*Document segment:*
◇ ◇ ◇ ◇ ◇ ◇ ◇

Sanat Sari F.C.
- Full name: Sanat Sari Football Club
- Short name: Sanat Sari
- Founded: 2010; 7 years ago
- Ground: Shohada Stadium Sari Iran
- Head Coach: Behzad Dadashzadeh
- League: 2nd Division
- 2014–15: 2nd Division Group A, 4th
| Home colours |

= Sanat Sari F.C. =

Iranian football club

Sanat Sari Football Club is an Iranian football club based in Sari, Iran. They currently compete in the 2nd Division.

==History==
The club was formed out of the ensuring battle to relocate Mehrkam Pars Tehran after the club ran into financial difficulties. After initial reports that the club had been bought by the city of Urmia, the club mysteriously moved to
Sari a few days later.

==Season by season==
The table below chronicles the achievements of the Club in various competitions.

◇ ◇ ◇ ◇ ◇ ◇ ◇

*Task to complete:* Copy the part of the Sanat Sari F.C. text that starts at "Sanat Sari Football Club is" and ends at "few days later.", word for word.

Excerpts of pointing data:
◇ ◇ ◇ ◇ ◇ ◇ ◇

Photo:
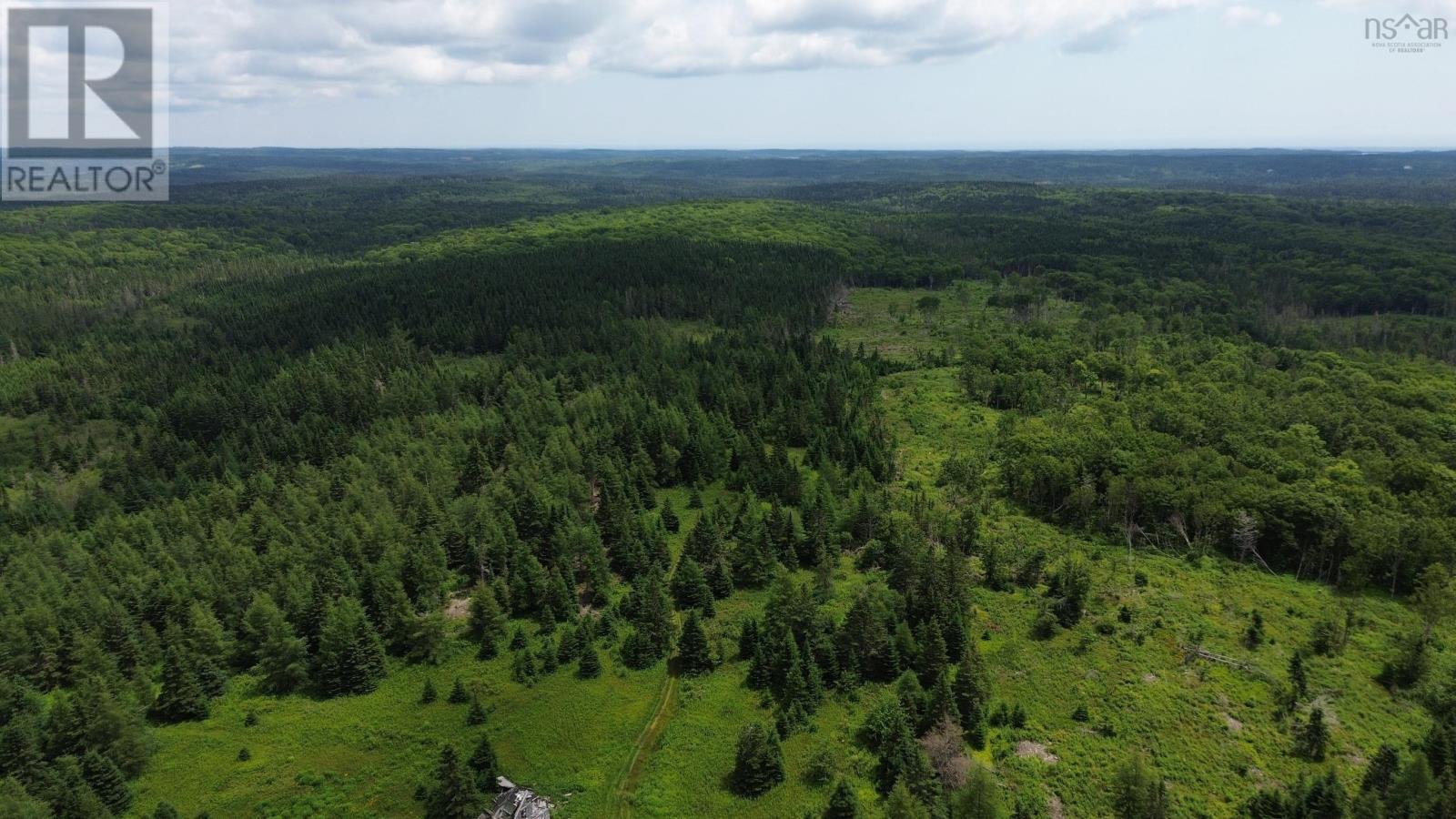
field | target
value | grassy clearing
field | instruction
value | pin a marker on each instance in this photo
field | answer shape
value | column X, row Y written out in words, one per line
column 564, row 734
column 1212, row 731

◇ ◇ ◇ ◇ ◇ ◇ ◇

*Answer to the task:*
Sanat Sari Football Club is an Iranian football club based in Sari, Iran. They currently compete in the 2nd Division.

==History==
The club was formed out of the ensuring battle to relocate Mehrkam Pars Tehran after the club ran into financial difficulties. After initial reports that the club had been bought by the city of Urmia, the club mysteriously moved to
Sari a few days later.